Task details - Copy the lines below word for word, from the line containing "Where can the lamp stand" through the last line, and leave out any pictures.

··· Dataset rows ···

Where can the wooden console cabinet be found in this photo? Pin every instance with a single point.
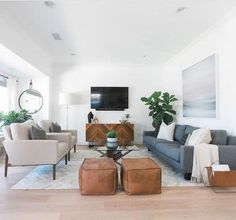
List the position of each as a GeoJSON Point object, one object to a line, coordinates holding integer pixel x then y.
{"type": "Point", "coordinates": [97, 133]}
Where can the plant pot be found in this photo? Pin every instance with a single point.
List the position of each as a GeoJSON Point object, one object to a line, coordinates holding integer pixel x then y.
{"type": "Point", "coordinates": [112, 143]}
{"type": "Point", "coordinates": [111, 140]}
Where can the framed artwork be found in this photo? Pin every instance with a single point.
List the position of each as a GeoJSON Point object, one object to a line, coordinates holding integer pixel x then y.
{"type": "Point", "coordinates": [199, 89]}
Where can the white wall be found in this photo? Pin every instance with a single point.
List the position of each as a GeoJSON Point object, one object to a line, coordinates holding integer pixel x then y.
{"type": "Point", "coordinates": [220, 40]}
{"type": "Point", "coordinates": [16, 39]}
{"type": "Point", "coordinates": [141, 80]}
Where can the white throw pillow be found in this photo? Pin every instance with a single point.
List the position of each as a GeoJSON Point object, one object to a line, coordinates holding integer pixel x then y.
{"type": "Point", "coordinates": [166, 132]}
{"type": "Point", "coordinates": [187, 140]}
{"type": "Point", "coordinates": [20, 131]}
{"type": "Point", "coordinates": [200, 136]}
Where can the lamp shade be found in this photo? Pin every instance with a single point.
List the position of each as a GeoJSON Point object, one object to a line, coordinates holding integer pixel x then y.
{"type": "Point", "coordinates": [65, 98]}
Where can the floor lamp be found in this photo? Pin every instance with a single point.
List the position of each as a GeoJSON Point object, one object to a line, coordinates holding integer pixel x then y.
{"type": "Point", "coordinates": [65, 99]}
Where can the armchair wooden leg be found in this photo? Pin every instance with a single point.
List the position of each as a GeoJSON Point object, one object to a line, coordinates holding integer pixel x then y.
{"type": "Point", "coordinates": [66, 159]}
{"type": "Point", "coordinates": [69, 155]}
{"type": "Point", "coordinates": [54, 171]}
{"type": "Point", "coordinates": [6, 165]}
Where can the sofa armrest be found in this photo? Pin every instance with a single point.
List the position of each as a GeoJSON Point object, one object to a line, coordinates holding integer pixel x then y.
{"type": "Point", "coordinates": [32, 152]}
{"type": "Point", "coordinates": [227, 155]}
{"type": "Point", "coordinates": [231, 140]}
{"type": "Point", "coordinates": [186, 158]}
{"type": "Point", "coordinates": [61, 137]}
{"type": "Point", "coordinates": [73, 133]}
{"type": "Point", "coordinates": [150, 133]}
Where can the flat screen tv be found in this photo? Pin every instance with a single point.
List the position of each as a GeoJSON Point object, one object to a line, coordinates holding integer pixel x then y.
{"type": "Point", "coordinates": [109, 98]}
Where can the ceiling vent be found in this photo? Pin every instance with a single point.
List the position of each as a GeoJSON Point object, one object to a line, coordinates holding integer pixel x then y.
{"type": "Point", "coordinates": [56, 36]}
{"type": "Point", "coordinates": [49, 4]}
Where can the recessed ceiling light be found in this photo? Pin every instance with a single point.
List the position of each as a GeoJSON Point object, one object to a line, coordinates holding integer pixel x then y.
{"type": "Point", "coordinates": [56, 36]}
{"type": "Point", "coordinates": [49, 4]}
{"type": "Point", "coordinates": [181, 10]}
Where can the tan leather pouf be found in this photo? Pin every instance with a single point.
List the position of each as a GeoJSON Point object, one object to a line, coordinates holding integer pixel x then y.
{"type": "Point", "coordinates": [98, 177]}
{"type": "Point", "coordinates": [140, 176]}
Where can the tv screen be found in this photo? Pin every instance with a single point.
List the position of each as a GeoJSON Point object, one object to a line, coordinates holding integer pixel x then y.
{"type": "Point", "coordinates": [109, 98]}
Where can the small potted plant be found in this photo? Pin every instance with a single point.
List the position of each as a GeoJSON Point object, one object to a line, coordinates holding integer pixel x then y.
{"type": "Point", "coordinates": [112, 138]}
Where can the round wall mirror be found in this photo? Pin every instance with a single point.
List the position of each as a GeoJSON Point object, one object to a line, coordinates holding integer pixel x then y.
{"type": "Point", "coordinates": [31, 100]}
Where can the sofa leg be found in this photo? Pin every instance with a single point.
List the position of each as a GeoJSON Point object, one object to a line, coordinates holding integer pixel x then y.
{"type": "Point", "coordinates": [69, 155]}
{"type": "Point", "coordinates": [6, 165]}
{"type": "Point", "coordinates": [66, 159]}
{"type": "Point", "coordinates": [54, 171]}
{"type": "Point", "coordinates": [187, 176]}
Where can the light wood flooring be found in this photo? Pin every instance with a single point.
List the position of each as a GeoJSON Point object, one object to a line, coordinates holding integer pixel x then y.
{"type": "Point", "coordinates": [174, 203]}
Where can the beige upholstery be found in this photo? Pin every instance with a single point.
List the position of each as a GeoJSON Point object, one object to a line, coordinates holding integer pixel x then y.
{"type": "Point", "coordinates": [20, 131]}
{"type": "Point", "coordinates": [34, 152]}
{"type": "Point", "coordinates": [45, 125]}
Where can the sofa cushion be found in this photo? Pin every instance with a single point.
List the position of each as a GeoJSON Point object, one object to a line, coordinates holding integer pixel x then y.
{"type": "Point", "coordinates": [179, 132]}
{"type": "Point", "coordinates": [200, 136]}
{"type": "Point", "coordinates": [189, 129]}
{"type": "Point", "coordinates": [171, 150]}
{"type": "Point", "coordinates": [219, 137]}
{"type": "Point", "coordinates": [166, 131]}
{"type": "Point", "coordinates": [231, 140]}
{"type": "Point", "coordinates": [55, 128]}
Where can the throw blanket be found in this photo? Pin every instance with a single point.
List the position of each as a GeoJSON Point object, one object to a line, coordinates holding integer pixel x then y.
{"type": "Point", "coordinates": [204, 155]}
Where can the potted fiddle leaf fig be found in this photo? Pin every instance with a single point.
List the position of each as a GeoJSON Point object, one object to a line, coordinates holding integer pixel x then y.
{"type": "Point", "coordinates": [161, 109]}
{"type": "Point", "coordinates": [14, 117]}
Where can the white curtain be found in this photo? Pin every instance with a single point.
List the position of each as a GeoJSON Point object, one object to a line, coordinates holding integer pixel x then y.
{"type": "Point", "coordinates": [12, 93]}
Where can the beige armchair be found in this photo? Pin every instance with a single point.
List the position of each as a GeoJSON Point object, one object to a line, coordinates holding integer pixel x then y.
{"type": "Point", "coordinates": [20, 151]}
{"type": "Point", "coordinates": [45, 125]}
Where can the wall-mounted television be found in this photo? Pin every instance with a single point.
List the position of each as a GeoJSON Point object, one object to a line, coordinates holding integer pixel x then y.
{"type": "Point", "coordinates": [109, 98]}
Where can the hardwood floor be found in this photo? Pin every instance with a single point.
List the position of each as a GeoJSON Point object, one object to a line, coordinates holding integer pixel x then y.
{"type": "Point", "coordinates": [173, 203]}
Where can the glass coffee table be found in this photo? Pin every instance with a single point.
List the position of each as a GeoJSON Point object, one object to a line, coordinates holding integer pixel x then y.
{"type": "Point", "coordinates": [115, 153]}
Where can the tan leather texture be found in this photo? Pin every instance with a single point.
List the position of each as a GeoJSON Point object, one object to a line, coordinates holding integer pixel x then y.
{"type": "Point", "coordinates": [98, 177]}
{"type": "Point", "coordinates": [140, 176]}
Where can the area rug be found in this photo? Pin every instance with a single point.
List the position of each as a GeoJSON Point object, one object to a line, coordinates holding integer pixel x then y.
{"type": "Point", "coordinates": [67, 175]}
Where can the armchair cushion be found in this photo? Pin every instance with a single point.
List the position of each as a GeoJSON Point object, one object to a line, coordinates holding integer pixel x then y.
{"type": "Point", "coordinates": [20, 131]}
{"type": "Point", "coordinates": [45, 124]}
{"type": "Point", "coordinates": [37, 133]}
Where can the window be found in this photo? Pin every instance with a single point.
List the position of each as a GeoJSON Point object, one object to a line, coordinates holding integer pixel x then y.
{"type": "Point", "coordinates": [3, 94]}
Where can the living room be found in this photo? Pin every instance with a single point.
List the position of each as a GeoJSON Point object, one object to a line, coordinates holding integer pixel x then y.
{"type": "Point", "coordinates": [70, 47]}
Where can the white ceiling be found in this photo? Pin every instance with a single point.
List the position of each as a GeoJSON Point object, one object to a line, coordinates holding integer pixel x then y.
{"type": "Point", "coordinates": [115, 31]}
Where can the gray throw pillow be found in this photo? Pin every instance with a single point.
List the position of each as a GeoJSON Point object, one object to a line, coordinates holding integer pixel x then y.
{"type": "Point", "coordinates": [37, 133]}
{"type": "Point", "coordinates": [55, 128]}
{"type": "Point", "coordinates": [183, 139]}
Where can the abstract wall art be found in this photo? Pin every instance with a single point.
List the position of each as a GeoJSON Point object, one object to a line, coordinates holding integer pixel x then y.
{"type": "Point", "coordinates": [199, 89]}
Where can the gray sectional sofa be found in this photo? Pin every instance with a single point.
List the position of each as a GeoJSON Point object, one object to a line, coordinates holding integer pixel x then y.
{"type": "Point", "coordinates": [181, 157]}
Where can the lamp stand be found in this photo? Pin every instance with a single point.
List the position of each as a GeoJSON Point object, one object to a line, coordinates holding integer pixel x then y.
{"type": "Point", "coordinates": [67, 109]}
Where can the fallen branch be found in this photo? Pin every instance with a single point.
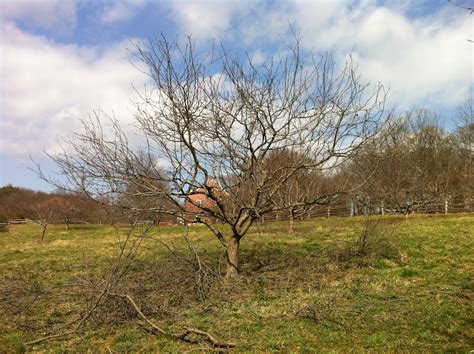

···

Task answer -
Where can the lamp stand be found in this photo? Pin every instance with a single point.
List the position of each as a GeoJSON Point object, one object to a line, coordinates holding integer pixel x then y.
{"type": "Point", "coordinates": [67, 109]}
Where can the fallen branch be found in this photo? Pin every instance with a single point.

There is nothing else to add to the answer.